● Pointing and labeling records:

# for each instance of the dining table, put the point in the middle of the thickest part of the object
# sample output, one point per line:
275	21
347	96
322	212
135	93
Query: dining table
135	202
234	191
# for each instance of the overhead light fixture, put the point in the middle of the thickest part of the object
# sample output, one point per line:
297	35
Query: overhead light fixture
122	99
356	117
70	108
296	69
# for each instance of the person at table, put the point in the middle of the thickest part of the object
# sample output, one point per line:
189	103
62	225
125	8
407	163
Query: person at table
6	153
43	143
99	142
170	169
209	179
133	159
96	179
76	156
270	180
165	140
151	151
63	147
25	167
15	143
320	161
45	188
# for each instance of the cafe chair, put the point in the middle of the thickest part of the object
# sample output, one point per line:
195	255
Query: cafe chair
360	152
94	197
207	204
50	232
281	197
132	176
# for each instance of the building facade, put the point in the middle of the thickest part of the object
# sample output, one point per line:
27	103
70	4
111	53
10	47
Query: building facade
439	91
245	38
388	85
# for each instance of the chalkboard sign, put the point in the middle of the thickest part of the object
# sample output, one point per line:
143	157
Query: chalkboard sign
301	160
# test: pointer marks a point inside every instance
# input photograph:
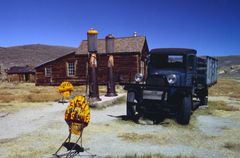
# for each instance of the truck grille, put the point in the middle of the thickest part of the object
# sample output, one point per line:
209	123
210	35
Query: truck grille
156	81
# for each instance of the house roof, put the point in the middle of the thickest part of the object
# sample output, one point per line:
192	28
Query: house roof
173	51
21	70
121	45
47	62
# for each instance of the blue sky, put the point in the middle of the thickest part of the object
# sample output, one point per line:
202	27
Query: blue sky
210	26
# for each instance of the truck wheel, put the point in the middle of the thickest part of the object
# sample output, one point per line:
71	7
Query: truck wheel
185	111
131	106
131	110
204	101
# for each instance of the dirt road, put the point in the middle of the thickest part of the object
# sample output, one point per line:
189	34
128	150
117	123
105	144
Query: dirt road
39	131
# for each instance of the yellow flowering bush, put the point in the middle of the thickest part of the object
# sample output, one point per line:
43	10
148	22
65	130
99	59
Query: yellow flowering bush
77	114
65	88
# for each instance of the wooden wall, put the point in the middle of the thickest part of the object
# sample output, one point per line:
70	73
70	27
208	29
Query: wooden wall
125	67
21	77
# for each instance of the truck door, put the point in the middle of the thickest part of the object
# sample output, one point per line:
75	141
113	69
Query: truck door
191	70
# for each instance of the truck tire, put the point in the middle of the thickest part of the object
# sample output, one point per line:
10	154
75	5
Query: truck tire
204	97
131	106
184	113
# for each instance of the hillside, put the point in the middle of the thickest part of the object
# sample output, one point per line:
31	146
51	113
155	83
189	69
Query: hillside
229	66
34	54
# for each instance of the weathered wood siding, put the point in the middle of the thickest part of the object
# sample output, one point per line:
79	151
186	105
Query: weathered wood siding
20	77
59	71
125	68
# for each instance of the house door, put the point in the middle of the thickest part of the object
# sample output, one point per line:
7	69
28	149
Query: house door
27	77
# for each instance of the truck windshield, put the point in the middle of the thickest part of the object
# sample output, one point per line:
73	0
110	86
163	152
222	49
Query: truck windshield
167	61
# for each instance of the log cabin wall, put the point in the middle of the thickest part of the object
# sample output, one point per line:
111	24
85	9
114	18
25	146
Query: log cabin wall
126	64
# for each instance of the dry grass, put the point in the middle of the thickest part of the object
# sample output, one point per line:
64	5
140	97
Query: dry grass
226	87
216	105
153	156
28	92
232	146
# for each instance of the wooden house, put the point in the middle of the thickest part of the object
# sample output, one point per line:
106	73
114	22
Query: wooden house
129	58
21	74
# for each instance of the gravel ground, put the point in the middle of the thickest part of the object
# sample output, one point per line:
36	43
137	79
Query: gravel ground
37	132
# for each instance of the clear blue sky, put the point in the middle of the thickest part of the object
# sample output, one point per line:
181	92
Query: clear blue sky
210	26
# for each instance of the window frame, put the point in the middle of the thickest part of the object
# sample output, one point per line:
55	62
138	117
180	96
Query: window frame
48	71
71	70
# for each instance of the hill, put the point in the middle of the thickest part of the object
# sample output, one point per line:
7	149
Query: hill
229	66
33	55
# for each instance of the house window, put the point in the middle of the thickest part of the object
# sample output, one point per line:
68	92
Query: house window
48	71
71	69
142	67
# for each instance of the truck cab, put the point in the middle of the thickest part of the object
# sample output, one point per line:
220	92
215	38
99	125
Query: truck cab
170	85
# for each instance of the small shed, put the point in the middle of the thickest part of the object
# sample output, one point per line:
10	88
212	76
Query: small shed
130	55
21	74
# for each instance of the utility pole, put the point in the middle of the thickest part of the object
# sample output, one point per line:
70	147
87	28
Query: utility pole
92	49
110	50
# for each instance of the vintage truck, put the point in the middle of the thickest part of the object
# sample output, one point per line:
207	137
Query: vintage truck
176	81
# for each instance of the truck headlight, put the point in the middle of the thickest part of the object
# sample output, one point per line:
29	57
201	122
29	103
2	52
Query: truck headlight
172	78
139	77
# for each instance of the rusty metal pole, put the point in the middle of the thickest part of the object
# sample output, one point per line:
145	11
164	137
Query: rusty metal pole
110	50
92	49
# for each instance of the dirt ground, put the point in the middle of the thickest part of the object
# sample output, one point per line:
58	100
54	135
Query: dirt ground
38	131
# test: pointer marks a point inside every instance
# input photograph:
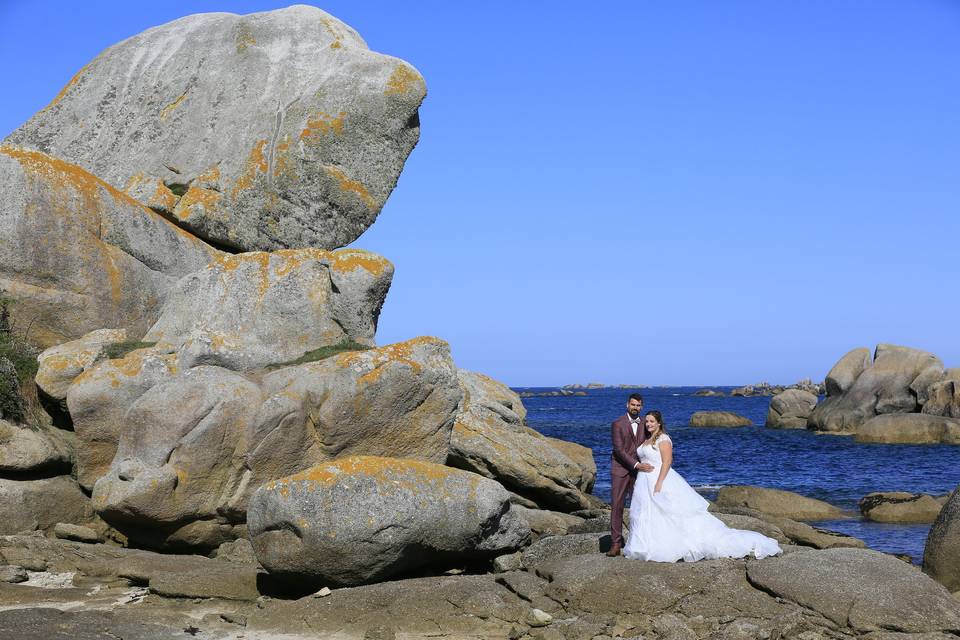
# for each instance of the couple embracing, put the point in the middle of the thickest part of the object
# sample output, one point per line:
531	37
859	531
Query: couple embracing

● Short exercise: Rewrite all of the records above as a Markdown table with two columns, Row and Line, giving each line its own numbered row and skipping blank lines. Leave the pictures out.

● Written response:
| Row | Line |
|---|---|
| 1 | # for each instance of the dining table, put the point in the middle of the thickest part of the object |
| 2 | # sample output, one point per line: |
| 3 | 275	21 |
| 4 | 347	96 |
| 5 | 322	212 |
| 6 | 135	93 |
| 7 | Query: dining table |
| 8 | 135	202 |
| 9 | 234	191 |
| 10 | # for each instance of the overhead light fixture, put the point in the middle of the thickest part of the object |
| 11 | # sample output, one point per line: |
| 12 | 297	35 |
| 13 | Query: overhead light fixture |
| 14 | 122	99 |
| 15 | 356	117 |
| 16 | 70	108 |
| 17 | 296	69 |
| 18 | # for each instance of the person at table, put the point in the middle of the thickest part of the object |
| 19 | # sample output, one point per line: |
| 20 | 189	103 |
| 21 | 62	225 |
| 22 | 125	8 |
| 23 | 407	163 |
| 24 | Query: person at table |
| 25 | 6	153 |
| 26 | 43	143 |
| 27 | 99	142 |
| 28 | 170	169 |
| 29 | 209	179 |
| 30 | 133	159 |
| 31 | 96	179 |
| 32 | 76	156 |
| 33 | 270	180 |
| 34 | 165	140 |
| 35 | 151	151 |
| 36 | 63	147 |
| 37 | 25	167 |
| 38 | 15	143 |
| 39 | 320	161 |
| 40 | 45	188 |
| 41 | # for each instance of the cafe chair, put the point in the middle of the thickest part of the object |
| 42 | # sample output, one point per line: |
| 43 | 195	255 |
| 44 | Query: cafe chair |
| 45 | 360	152 |
| 46 | 94	197 |
| 47 | 207	204 |
| 48 | 50	232 |
| 49 | 281	197 |
| 50 | 132	176 |
| 51 | # for each instance of the building facade, put the point in the middle of the thickest part of the object |
| 52 | # sample output, one point per line: |
| 53 | 27	103 |
| 54 | 70	4 |
| 55 | 111	53 |
| 56 | 10	47 |
| 57 | Query: building facade |
| 58 | 439	91 |
| 59 | 245	38 |
| 60 | 388	85 |
| 61 | # for each instance of the chalkboard sign, put the point in the middle of the thickest part of the object |
| 62 | # sample output, one point per line: |
| 63 | 143	157 |
| 64 | Query: chalkboard sign |
| 65 | 301	160 |
| 66 | # test: pointer marks a point inside every instance |
| 67 | # input photograph: |
| 68 | # for each instance of the truck grille, put the point in the middle of the thickest part of the object |
| 69 | # sample output, one point per line: |
| 70 | 209	123 |
| 71 | 210	35 |
| 72 | Query: truck grille |
| 73 | 156	81 |
| 74 | # for each instance of the house roof, put the point in the middle of the thickest part of the object |
| 75 | # sample output, one point per line: |
| 76 | 192	28 |
| 77 | Query: house roof |
| 78 | 173	51 |
| 79 | 21	70 |
| 80 | 121	45 |
| 81 | 47	62 |
| 82 | # for each instance of the blue sky, put the point in the middle of the thickest part of the object |
| 83 | # sample output, one point per line: |
| 84 | 202	27 |
| 85 | Query: blue sky |
| 86 | 210	26 |
| 87 | # for each instance of the truck wheel, put the point in the middle of the thickest part of the object |
| 88 | # sample output, one point per line: |
| 89 | 71	7 |
| 90 | Query: truck wheel |
| 91 | 185	111 |
| 92 | 131	106 |
| 93 | 131	110 |
| 94 | 204	101 |
| 95 | # for each instance of the dirt road, put the point in the middle of the thickest part of the object |
| 96 | # sample output, one point per line: |
| 97 | 189	34 |
| 98 | 128	150 |
| 99 | 117	123 |
| 100 | 105	144 |
| 101 | Query: dirt road |
| 102 | 39	131 |
| 103 | # for each instance of the yellow flowering bush, put the point in the middle of the thickest part of the object |
| 104 | # sample output, one point per line: |
| 105 | 43	10 |
| 106 | 148	22 |
| 107 | 65	130 |
| 108 | 99	59 |
| 109 | Query: yellow flowering bush |
| 110 | 77	114 |
| 111 | 65	88 |
| 112 | # for each instance of the wooden wall, put the point in the middle of the thickest part of the object |
| 113 | # sample output, one point per line: |
| 114 | 70	73 |
| 115 | 70	27 |
| 116 | 208	29 |
| 117 | Query: wooden wall |
| 118 | 125	67 |
| 119 | 21	77 |
| 120 | # for each instance of the truck door, put the point in the middle of the thickest part of the object |
| 121 | # sample output, one point per line: |
| 122 | 75	141 |
| 123 | 113	69 |
| 124 | Query: truck door |
| 125 | 191	70 |
| 126 | # for each instance of the truck tire, put the point in the middle of the thickest part of the object |
| 127 | # sample output, one point per line: |
| 128 | 10	154 |
| 129 | 75	5 |
| 130 | Query: truck tire |
| 131 | 204	97 |
| 132 | 131	106 |
| 133 | 184	113 |
| 134 | # for each instance of the hillside, put the point in the middle of the thickest part of the object |
| 135 | # sample output, one point per line: |
| 136 | 31	146 |
| 137 | 51	113 |
| 138 | 155	83 |
| 139 | 189	69 |
| 140 | Query: hillside |
| 141 | 229	66 |
| 142 | 34	54 |
| 143 | # for each instance of the weathered wood siding, put the point in the middle of the thickest part of the object |
| 144 | # sample output, one point per line: |
| 145 | 79	151 |
| 146 | 186	105 |
| 147 | Query: weathered wood siding |
| 148 | 20	77 |
| 149 | 59	71 |
| 150 | 125	68 |
| 151 | # for each instance of the house door, put the point in the middle of the thickest part of the object |
| 152 | # sample output, one point per line: |
| 153 | 7	69 |
| 154 | 28	149 |
| 155 | Query: house door |
| 156 | 27	77 |
| 157 | # for each instance of the truck windshield, put the point in the middle of the thickest part of the object |
| 158 | # sample output, one point per line: |
| 159 | 73	0 |
| 160 | 110	86 |
| 161 | 163	152 |
| 162 | 222	49 |
| 163 | Query: truck windshield |
| 164 | 167	61 |
| 165 | # for each instance of the log cabin wall, put the point in the middle of the thickest part of the object |
| 166 | # sample output, one point per line: |
| 167 | 111	24 |
| 168 | 85	9 |
| 169 | 114	18 |
| 170 | 25	146 |
| 171 | Query: log cabin wall |
| 172 | 126	64 |
| 173 | # for each instance of the dry grass, put the point in the middle of the thickest part of the object |
| 174 | # sample output, one point per line: |
| 175 | 64	5 |
| 176 | 140	97 |
| 177 | Query: dry grass |
| 178 | 226	87 |
| 179 | 216	105 |
| 180 | 153	156 |
| 181 | 28	92 |
| 182 | 232	146 |
| 183 | # for each instance of the wooden house, put the point in the middle of the thickest part of the object |
| 184 | # sample output, one point per line: |
| 185 | 106	73 |
| 186 | 114	22 |
| 187 | Query: wooden house |
| 188 | 129	58 |
| 189 | 21	74 |
| 190 | # for each instance of the gravel ground, put the point in the middle of the thickest part of the object |
| 191 | # sample output, one point per line: |
| 192 | 36	43 |
| 193 | 137	79 |
| 194 | Query: gravel ground |
| 195 | 37	132 |
| 196 | # for each instance of the clear blue sky, put the point in the middle of the thickest part of the object |
| 197 | # sample output, one point per line: |
| 198 | 181	92 |
| 199 | Query: clear blue sky |
| 200 | 210	26 |
| 201 | # for each instance of the window frame, put the point in the middle of the thickest part of the object |
| 202 | # sample output, one point per line: |
| 203 | 55	62 |
| 204 | 138	117 |
| 205 | 180	96 |
| 206 | Query: window frame |
| 207 | 48	71 |
| 208 | 71	70 |
| 209 | # for each instance of the hill, put the point in the middle of the thickest part of the object |
| 210 | # sample output, one point per line: |
| 211 | 7	149 |
| 212 | Query: hill |
| 213 | 229	66 |
| 214 | 33	55 |
| 215 | # for each instance of the house window, put the point in the middle of the thickest part of the object |
| 216 | # sample output, one point per line: |
| 217 | 68	92 |
| 218 | Query: house window |
| 219 | 48	71 |
| 220 | 71	69 |
| 221 | 142	67 |
| 222 | # for each instance of the truck cab, put the point in the middle of the thickest part of the object |
| 223 | # sample output, one point per line: |
| 224 | 220	92 |
| 225 | 215	38 |
| 226 | 99	125 |
| 227 | Query: truck cab |
| 228 | 170	85 |
| 229 | # for each instance of the small shed, put the point in the middle of the thickest part of the object |
| 230 | # sample output, one point per line: |
| 231 | 10	88 |
| 232 | 212	76 |
| 233 | Query: small shed |
| 234 | 130	55 |
| 235 | 21	74 |
| 236 | # for each instance of the utility pole, put the point in the middle of the thickest part of the object |
| 237 | # sample output, one point per line: |
| 238 | 70	147 |
| 239 | 87	28 |
| 240 | Query: utility pole |
| 241 | 92	49 |
| 242 | 110	50 |
| 243 | # for each instance of the vintage truck, put the point in the middle of the thickest part of the object |
| 244 | # sample output, one point per line: |
| 245 | 207	137 |
| 246 | Query: vintage truck |
| 247 | 176	81 |
| 248 | # for each instance of the truck headlight, put the point in the middle of the thickest part of the object |
| 249 | # sample output, one point per line: |
| 250 | 29	57 |
| 251 | 201	122 |
| 252 | 29	103 |
| 253 | 2	52 |
| 254 | Query: truck headlight |
| 255 | 172	78 |
| 256 | 139	77 |
| 257 | # for each instance of the rusty metal pole, put the point in the middle of the thickest part of the object |
| 258 | # sample output, one point per line: |
| 259 | 145	11 |
| 260 | 164	137 |
| 261 | Query: rusty metal pole |
| 262 | 110	50 |
| 263 | 92	49 |
| 264 | # for each instance of the dirt ground, put the point in the middle of the thickest part of the object |
| 265 | # sample output, one point per line: |
| 266 | 58	100 |
| 267 | 54	135 |
| 268 | Query: dirt ground |
| 269 | 38	131 |
| 270 | # test: pointer marks a point inside every instance |
| 271 | # input photograph: |
| 272 | # for each instance of the couple embracing, put the point in the middle of the thickest part of the object |
| 273 | # sample output, one point per line: |
| 274 | 531	37 |
| 275 | 859	531 |
| 276 | Query: couple embracing |